**SHORT TASK:** In the listing below, swap "spot" for "find" and write out every line again with nothing else changed. Omit the pictures.

* Begin RECORD EXTRACTS *

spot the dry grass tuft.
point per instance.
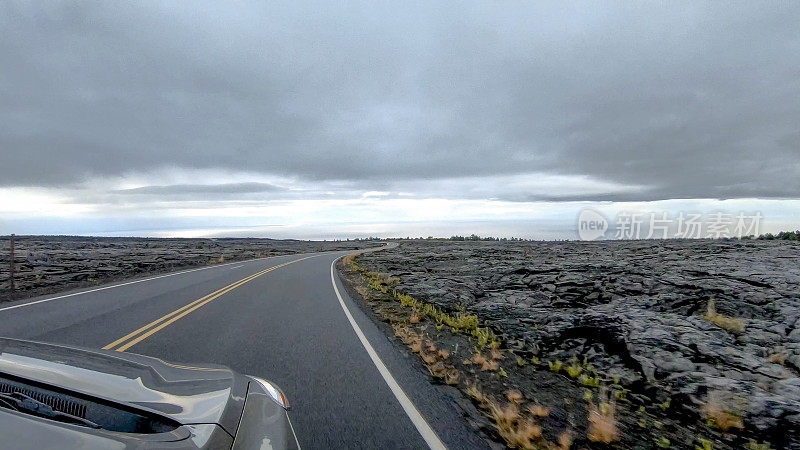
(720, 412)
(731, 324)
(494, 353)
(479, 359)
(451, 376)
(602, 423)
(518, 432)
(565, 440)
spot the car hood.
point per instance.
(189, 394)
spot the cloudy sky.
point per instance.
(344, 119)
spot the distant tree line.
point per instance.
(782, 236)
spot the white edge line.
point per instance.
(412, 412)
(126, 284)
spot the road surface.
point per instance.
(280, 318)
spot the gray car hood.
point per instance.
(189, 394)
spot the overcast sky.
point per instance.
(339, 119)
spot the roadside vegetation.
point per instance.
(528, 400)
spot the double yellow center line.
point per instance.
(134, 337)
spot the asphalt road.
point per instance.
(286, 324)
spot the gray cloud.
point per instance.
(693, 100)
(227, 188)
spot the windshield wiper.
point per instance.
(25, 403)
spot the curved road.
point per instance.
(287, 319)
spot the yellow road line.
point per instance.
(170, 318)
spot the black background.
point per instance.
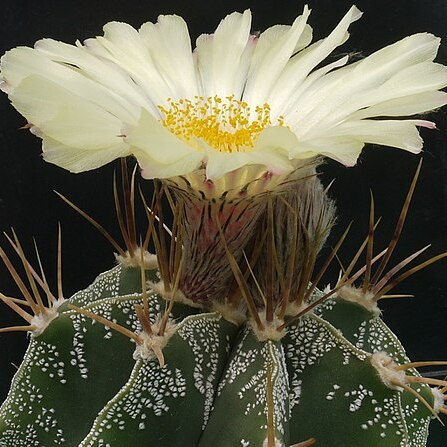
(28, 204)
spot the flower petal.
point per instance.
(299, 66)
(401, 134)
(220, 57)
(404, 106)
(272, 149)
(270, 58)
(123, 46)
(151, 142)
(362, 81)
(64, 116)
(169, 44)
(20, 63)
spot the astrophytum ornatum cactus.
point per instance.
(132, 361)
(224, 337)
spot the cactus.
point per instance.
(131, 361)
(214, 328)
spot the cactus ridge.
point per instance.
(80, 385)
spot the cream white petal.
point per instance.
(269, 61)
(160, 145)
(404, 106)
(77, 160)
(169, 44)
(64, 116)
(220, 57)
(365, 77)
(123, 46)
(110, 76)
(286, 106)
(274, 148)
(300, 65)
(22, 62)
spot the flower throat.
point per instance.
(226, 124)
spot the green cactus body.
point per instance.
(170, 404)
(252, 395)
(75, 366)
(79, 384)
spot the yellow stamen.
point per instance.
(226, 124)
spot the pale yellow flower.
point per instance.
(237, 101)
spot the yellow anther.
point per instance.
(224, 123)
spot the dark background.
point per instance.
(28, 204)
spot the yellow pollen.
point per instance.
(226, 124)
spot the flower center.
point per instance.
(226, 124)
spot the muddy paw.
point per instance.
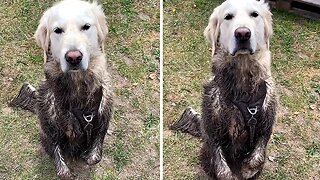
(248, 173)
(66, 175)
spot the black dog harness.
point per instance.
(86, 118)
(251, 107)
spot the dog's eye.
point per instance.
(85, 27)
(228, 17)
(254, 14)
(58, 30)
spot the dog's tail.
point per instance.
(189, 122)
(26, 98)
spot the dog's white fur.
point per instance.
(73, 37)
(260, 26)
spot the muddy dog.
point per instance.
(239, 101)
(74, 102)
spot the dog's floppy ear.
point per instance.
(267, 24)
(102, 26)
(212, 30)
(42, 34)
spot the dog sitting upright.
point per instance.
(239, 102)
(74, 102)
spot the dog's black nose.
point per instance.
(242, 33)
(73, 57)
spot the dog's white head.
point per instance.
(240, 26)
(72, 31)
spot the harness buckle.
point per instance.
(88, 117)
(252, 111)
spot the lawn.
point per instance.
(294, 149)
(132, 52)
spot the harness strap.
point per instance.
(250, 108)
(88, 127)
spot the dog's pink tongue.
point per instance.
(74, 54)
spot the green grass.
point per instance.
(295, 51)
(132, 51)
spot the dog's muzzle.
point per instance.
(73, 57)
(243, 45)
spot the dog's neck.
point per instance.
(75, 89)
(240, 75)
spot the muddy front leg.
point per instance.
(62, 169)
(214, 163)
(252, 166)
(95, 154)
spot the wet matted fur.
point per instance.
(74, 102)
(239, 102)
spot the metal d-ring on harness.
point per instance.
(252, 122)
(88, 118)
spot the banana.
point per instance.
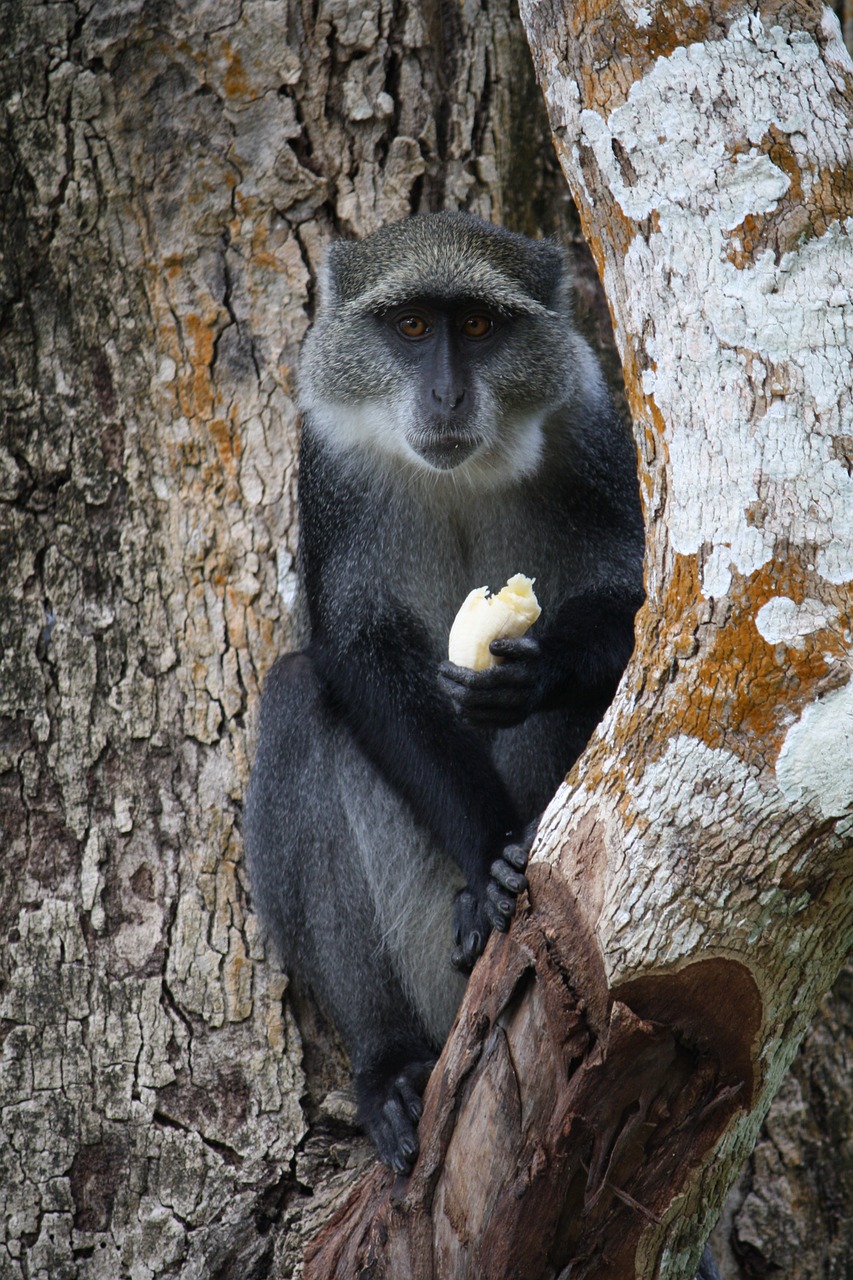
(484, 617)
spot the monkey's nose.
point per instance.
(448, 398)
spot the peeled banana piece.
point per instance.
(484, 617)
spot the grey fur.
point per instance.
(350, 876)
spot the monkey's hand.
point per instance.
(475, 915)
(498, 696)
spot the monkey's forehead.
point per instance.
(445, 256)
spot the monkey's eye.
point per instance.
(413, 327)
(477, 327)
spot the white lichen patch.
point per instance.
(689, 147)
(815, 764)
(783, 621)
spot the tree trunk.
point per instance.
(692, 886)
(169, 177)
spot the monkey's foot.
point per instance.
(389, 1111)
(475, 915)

* End RECORD EXTRACTS *

**ANSWER TO THE PROBLEM:**
find the dry grass tuft.
point per instance.
(720, 412)
(731, 324)
(494, 353)
(479, 359)
(451, 376)
(602, 423)
(518, 432)
(565, 440)
find the car hood.
point per instance.
(189, 394)
find the cloudy sky.
point per instance.
(344, 119)
find the distant tree line.
point per instance.
(782, 236)
find the white edge line.
point per instance.
(412, 412)
(126, 284)
find the road surface.
point per instance.
(280, 318)
find the gray car hood.
point per instance.
(189, 394)
find the overcast sky.
point per instance.
(339, 119)
find the roadside vegetation.
point per instance.
(528, 400)
find the double yellow center line.
point per instance.
(134, 337)
find the asphalt road.
point per instance.
(286, 324)
find the gray cloud.
point per instance.
(693, 100)
(227, 188)
find the windshield wiper.
point per instance.
(25, 403)
find the curved road.
point per instance.
(287, 319)
find the yellow road line.
point per instance.
(170, 318)
find the black background.
point per instance.
(28, 204)
find the flower petal.
point per instance.
(299, 66)
(401, 134)
(220, 57)
(404, 106)
(272, 149)
(270, 58)
(123, 46)
(151, 142)
(362, 81)
(64, 116)
(169, 44)
(20, 63)
find the astrophytum ornatum cactus.
point per instance.
(132, 361)
(224, 337)
find the cactus.
point per instance.
(131, 361)
(214, 328)
find the cactus ridge.
point per instance.
(80, 385)
find the cream white petal.
point per instance.
(269, 61)
(160, 145)
(404, 106)
(77, 160)
(169, 44)
(64, 116)
(220, 57)
(365, 77)
(123, 46)
(110, 76)
(286, 106)
(274, 148)
(300, 65)
(22, 62)
find the flower throat.
point per instance.
(226, 124)
find the green cactus body.
point per instance.
(170, 404)
(252, 395)
(75, 366)
(79, 384)
find the yellow stamen.
point per instance.
(226, 124)
find the pale yellow flower.
point per instance.
(237, 101)
find the yellow anther.
point per instance.
(224, 123)
find the dark background.
point per instance.
(28, 204)
find the yellow pollen.
point per instance.
(226, 124)
find the flower center.
point per instance.
(226, 124)
find the muddy paw.
point per instance.
(248, 173)
(66, 175)
find the black dog harness.
point per instance.
(86, 118)
(251, 107)
find the dog's eye.
point per instance.
(85, 27)
(228, 17)
(254, 14)
(58, 30)
find the dog's tail.
point per instance.
(189, 122)
(26, 98)
find the dog's white fur.
point per instance.
(73, 37)
(260, 26)
find the muddy dog.
point per instance.
(239, 101)
(74, 102)
find the dog's floppy ear.
point per instance.
(267, 24)
(102, 26)
(212, 30)
(42, 34)
find the dog sitting upright.
point per instance.
(239, 102)
(74, 102)
find the dog's black nose.
point per instance.
(242, 33)
(73, 57)
find the dog's white head.
point per instance.
(240, 26)
(72, 31)
find the harness buckle.
point per instance.
(88, 117)
(252, 111)
find the lawn.
point per instance.
(294, 149)
(132, 52)
find the harness strap.
point per instance.
(250, 108)
(88, 127)
find the dog's pink tongue.
point per instance.
(74, 54)
find the green grass.
point per instance.
(295, 51)
(132, 51)
find the dog's muzzle.
point per instance.
(73, 57)
(243, 45)
find the dog's neck.
point per instance.
(75, 89)
(240, 75)
find the muddy front leg.
point per instance.
(62, 169)
(214, 163)
(252, 166)
(95, 154)
find the wet matted fur.
point per instance.
(74, 102)
(239, 102)
find the metal d-ring on harness.
point per instance.
(252, 122)
(88, 118)
find the banana.
point per instance.
(484, 617)
find the monkey's nose.
point per instance.
(448, 398)
find the peeled banana piece.
point per instance.
(484, 617)
find the grey fur.
point per instance.
(350, 876)
find the monkey's hand.
point per instance.
(475, 915)
(498, 696)
find the monkey's forehead.
point per instance.
(445, 256)
find the monkey's eye.
point per instance.
(413, 327)
(477, 327)
find the white lichen patch.
point per instance.
(689, 147)
(815, 764)
(783, 621)
find the tree trunk.
point per instance.
(692, 886)
(169, 177)
find the monkey's foot.
point per instance.
(389, 1111)
(475, 915)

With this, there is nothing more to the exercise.